# Task inputs
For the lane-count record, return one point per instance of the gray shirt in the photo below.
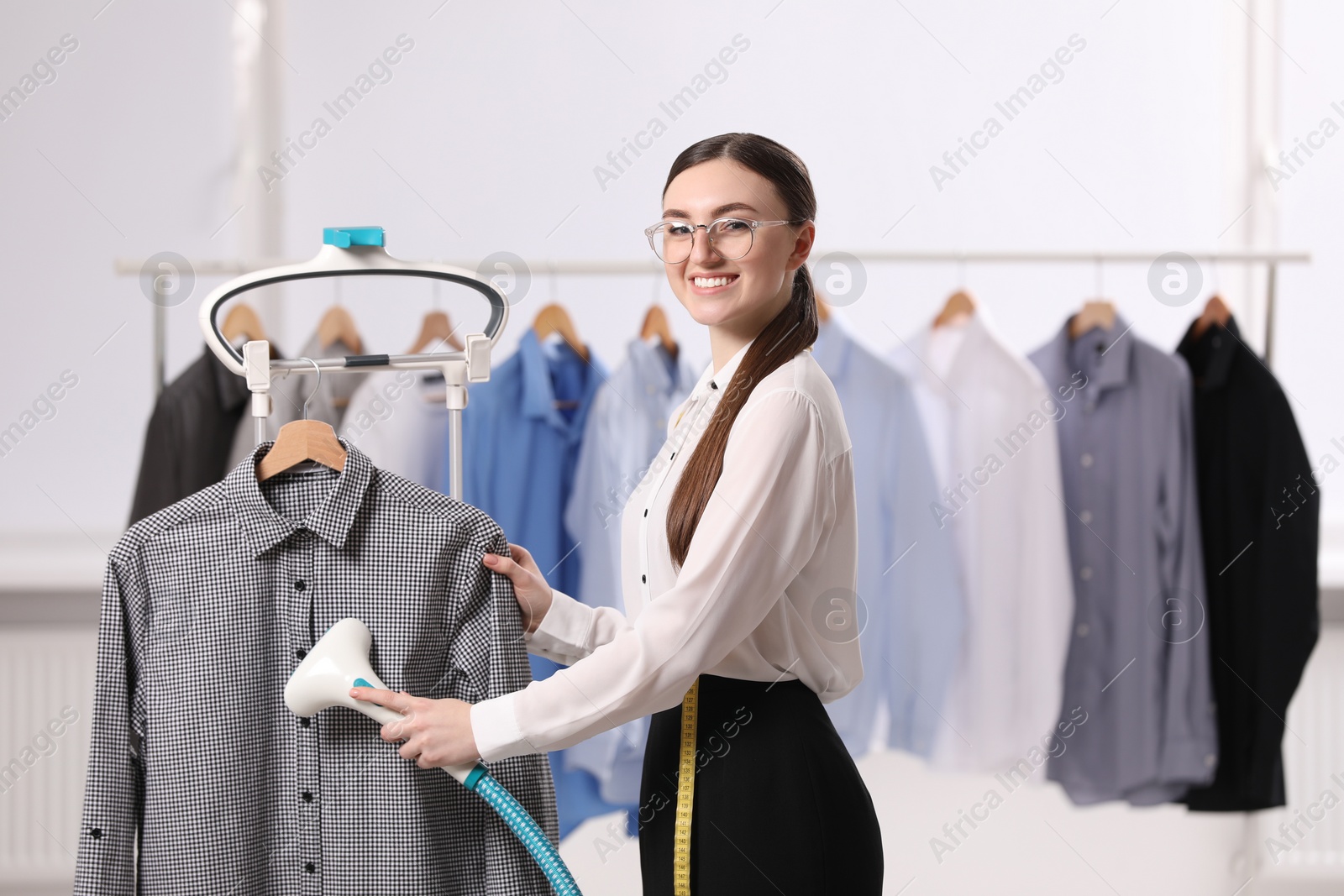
(1139, 665)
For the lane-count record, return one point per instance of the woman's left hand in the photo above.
(437, 732)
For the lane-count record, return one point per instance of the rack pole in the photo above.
(1270, 289)
(160, 347)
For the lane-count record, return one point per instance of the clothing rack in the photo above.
(354, 251)
(226, 268)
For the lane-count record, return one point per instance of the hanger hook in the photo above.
(311, 396)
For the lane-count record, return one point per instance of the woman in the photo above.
(738, 570)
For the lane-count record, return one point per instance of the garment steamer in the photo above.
(340, 661)
(340, 658)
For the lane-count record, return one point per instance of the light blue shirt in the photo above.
(519, 453)
(519, 450)
(1139, 663)
(625, 429)
(911, 600)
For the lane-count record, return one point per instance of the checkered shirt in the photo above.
(207, 609)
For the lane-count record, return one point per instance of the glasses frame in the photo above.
(753, 224)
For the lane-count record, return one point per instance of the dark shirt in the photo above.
(188, 436)
(1260, 513)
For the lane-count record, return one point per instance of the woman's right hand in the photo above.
(534, 595)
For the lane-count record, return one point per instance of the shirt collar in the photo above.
(539, 390)
(265, 528)
(1112, 351)
(651, 362)
(1210, 355)
(714, 380)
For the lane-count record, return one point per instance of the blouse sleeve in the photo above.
(571, 631)
(765, 516)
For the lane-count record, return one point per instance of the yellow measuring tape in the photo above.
(685, 795)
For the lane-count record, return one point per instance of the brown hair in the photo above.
(788, 333)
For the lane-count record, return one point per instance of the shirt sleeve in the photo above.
(1189, 735)
(114, 777)
(571, 631)
(765, 516)
(494, 620)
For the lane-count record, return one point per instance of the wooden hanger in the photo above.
(960, 304)
(437, 331)
(302, 441)
(242, 322)
(823, 312)
(656, 324)
(1215, 312)
(338, 325)
(554, 318)
(1093, 315)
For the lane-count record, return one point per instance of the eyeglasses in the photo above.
(730, 238)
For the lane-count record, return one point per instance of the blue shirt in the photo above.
(1139, 663)
(911, 609)
(519, 454)
(519, 450)
(627, 426)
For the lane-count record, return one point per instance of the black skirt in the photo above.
(779, 805)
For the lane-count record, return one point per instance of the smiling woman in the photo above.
(734, 547)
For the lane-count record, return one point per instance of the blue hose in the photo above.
(528, 832)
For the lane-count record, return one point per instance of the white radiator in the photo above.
(47, 678)
(1307, 855)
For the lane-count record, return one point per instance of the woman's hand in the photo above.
(534, 595)
(437, 732)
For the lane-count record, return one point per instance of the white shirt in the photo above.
(996, 449)
(398, 421)
(757, 597)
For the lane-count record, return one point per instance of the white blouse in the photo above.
(766, 591)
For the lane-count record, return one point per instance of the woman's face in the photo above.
(759, 284)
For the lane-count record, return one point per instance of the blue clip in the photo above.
(347, 237)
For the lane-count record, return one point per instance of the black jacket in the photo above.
(1260, 513)
(188, 436)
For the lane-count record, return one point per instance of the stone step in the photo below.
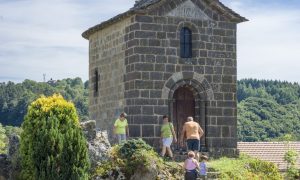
(182, 156)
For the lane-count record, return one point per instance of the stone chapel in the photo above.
(167, 57)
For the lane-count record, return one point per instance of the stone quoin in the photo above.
(167, 57)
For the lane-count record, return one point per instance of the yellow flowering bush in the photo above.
(52, 143)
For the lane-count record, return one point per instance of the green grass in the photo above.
(245, 168)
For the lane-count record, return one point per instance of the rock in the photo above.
(145, 173)
(98, 143)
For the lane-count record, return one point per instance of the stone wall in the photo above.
(140, 68)
(153, 57)
(107, 54)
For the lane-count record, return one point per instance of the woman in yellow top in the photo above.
(167, 135)
(121, 128)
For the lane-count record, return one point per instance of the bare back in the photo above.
(192, 130)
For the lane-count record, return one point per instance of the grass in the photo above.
(245, 168)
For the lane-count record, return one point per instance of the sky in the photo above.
(44, 37)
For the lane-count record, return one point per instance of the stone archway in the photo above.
(200, 92)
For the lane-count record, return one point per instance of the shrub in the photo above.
(3, 140)
(135, 155)
(52, 143)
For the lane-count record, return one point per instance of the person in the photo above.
(121, 128)
(193, 133)
(167, 136)
(203, 167)
(190, 166)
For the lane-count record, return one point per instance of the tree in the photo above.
(3, 140)
(52, 142)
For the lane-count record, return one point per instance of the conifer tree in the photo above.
(52, 143)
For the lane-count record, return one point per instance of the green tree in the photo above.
(52, 142)
(3, 140)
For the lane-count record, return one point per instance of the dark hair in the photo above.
(165, 116)
(203, 157)
(191, 154)
(123, 114)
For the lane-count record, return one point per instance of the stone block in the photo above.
(159, 67)
(225, 131)
(155, 94)
(147, 19)
(143, 84)
(156, 75)
(226, 120)
(213, 131)
(147, 130)
(151, 27)
(161, 110)
(144, 67)
(187, 75)
(145, 94)
(149, 110)
(134, 130)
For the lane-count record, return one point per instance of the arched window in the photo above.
(185, 43)
(96, 88)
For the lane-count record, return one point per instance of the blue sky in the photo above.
(44, 37)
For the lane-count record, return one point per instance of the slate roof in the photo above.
(269, 151)
(141, 5)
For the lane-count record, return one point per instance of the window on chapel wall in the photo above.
(185, 43)
(96, 83)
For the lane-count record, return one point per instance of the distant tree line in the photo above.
(267, 110)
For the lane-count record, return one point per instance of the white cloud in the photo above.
(41, 36)
(269, 43)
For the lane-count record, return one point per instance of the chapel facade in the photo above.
(167, 57)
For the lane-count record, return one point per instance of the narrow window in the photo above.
(185, 43)
(96, 88)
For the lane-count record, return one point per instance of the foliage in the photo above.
(267, 110)
(291, 157)
(52, 142)
(134, 155)
(15, 98)
(3, 140)
(245, 168)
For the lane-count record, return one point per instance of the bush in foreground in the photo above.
(245, 168)
(52, 143)
(135, 159)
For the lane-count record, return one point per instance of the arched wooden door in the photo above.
(184, 106)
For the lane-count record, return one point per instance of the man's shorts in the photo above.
(193, 144)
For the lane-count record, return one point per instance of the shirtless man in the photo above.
(193, 133)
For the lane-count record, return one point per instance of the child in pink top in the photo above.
(190, 166)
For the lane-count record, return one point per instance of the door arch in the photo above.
(183, 106)
(186, 101)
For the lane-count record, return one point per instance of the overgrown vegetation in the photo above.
(245, 168)
(135, 155)
(52, 142)
(3, 140)
(5, 133)
(267, 110)
(15, 98)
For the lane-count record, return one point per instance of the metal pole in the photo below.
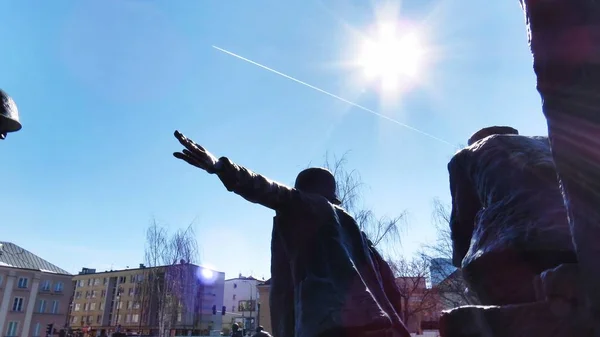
(141, 309)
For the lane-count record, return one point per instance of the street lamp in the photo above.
(251, 301)
(119, 290)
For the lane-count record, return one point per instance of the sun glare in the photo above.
(391, 56)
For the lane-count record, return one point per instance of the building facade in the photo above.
(178, 299)
(33, 293)
(241, 302)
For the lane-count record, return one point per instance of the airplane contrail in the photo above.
(333, 95)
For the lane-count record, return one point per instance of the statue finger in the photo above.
(191, 154)
(188, 159)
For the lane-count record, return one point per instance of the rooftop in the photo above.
(14, 256)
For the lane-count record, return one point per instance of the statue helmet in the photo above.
(491, 130)
(318, 180)
(9, 115)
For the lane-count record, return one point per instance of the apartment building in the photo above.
(33, 293)
(241, 302)
(137, 300)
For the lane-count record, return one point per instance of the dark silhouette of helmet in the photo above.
(319, 181)
(9, 115)
(492, 130)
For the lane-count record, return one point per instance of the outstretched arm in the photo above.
(251, 186)
(465, 205)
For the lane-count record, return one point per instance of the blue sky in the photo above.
(101, 86)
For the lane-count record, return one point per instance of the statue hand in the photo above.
(195, 154)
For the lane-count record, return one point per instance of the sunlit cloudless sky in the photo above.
(102, 85)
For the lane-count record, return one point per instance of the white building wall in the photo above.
(236, 290)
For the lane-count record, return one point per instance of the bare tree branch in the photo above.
(452, 287)
(168, 285)
(420, 302)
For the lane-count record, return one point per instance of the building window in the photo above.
(55, 305)
(23, 282)
(12, 329)
(18, 304)
(45, 285)
(58, 287)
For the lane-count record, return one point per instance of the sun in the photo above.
(391, 56)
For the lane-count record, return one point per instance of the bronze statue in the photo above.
(564, 41)
(508, 219)
(335, 277)
(9, 115)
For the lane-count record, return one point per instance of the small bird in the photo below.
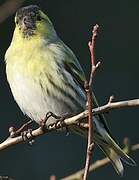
(44, 75)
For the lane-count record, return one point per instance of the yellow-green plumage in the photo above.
(44, 75)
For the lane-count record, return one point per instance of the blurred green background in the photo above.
(118, 49)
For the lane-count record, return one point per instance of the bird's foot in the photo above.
(60, 123)
(16, 132)
(27, 136)
(43, 121)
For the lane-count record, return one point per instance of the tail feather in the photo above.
(114, 158)
(109, 147)
(120, 152)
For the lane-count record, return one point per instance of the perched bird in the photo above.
(45, 75)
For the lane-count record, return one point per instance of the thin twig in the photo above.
(88, 90)
(98, 164)
(69, 121)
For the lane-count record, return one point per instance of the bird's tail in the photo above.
(109, 147)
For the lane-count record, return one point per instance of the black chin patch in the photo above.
(26, 19)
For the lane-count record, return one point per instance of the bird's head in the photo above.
(31, 21)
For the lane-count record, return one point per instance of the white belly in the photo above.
(35, 102)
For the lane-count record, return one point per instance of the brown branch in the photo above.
(69, 121)
(98, 164)
(88, 91)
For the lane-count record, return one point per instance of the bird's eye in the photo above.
(17, 22)
(39, 18)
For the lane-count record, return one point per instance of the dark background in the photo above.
(118, 49)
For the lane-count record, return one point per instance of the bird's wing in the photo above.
(72, 65)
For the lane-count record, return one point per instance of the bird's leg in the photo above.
(14, 133)
(60, 122)
(48, 115)
(25, 138)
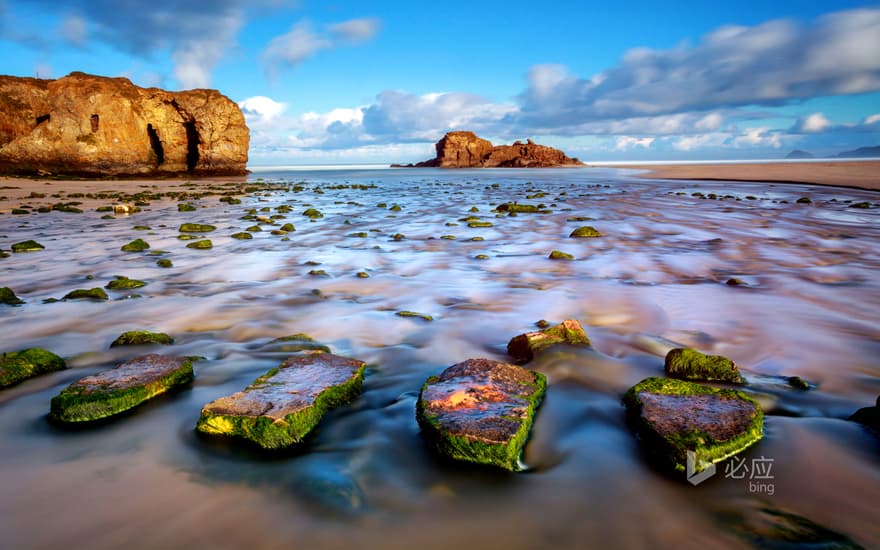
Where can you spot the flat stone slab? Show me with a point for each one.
(524, 346)
(17, 366)
(673, 417)
(281, 407)
(480, 411)
(122, 388)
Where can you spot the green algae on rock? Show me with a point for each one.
(204, 244)
(690, 364)
(124, 283)
(673, 417)
(137, 245)
(480, 411)
(584, 232)
(86, 294)
(141, 338)
(523, 347)
(8, 297)
(16, 366)
(281, 407)
(119, 389)
(27, 246)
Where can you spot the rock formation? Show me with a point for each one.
(96, 126)
(466, 150)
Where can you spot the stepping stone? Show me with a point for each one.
(480, 411)
(673, 417)
(17, 366)
(117, 390)
(281, 407)
(524, 347)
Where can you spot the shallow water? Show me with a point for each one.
(811, 307)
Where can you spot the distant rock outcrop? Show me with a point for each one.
(97, 126)
(466, 150)
(798, 154)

# About this exercise
Retype exactly the lines from the one containing "Where can you spot the stepping" through the last line of the records above, including both.

# Exercise response
Where can you spot the stepping stone? Show me with a point for each one.
(480, 411)
(673, 417)
(17, 366)
(117, 390)
(281, 407)
(524, 347)
Where can you spot the shallow water? Show me with a point for each one.
(811, 307)
Where can you spot the distant rock outcrop? Show me with a point for each one.
(97, 126)
(466, 150)
(798, 154)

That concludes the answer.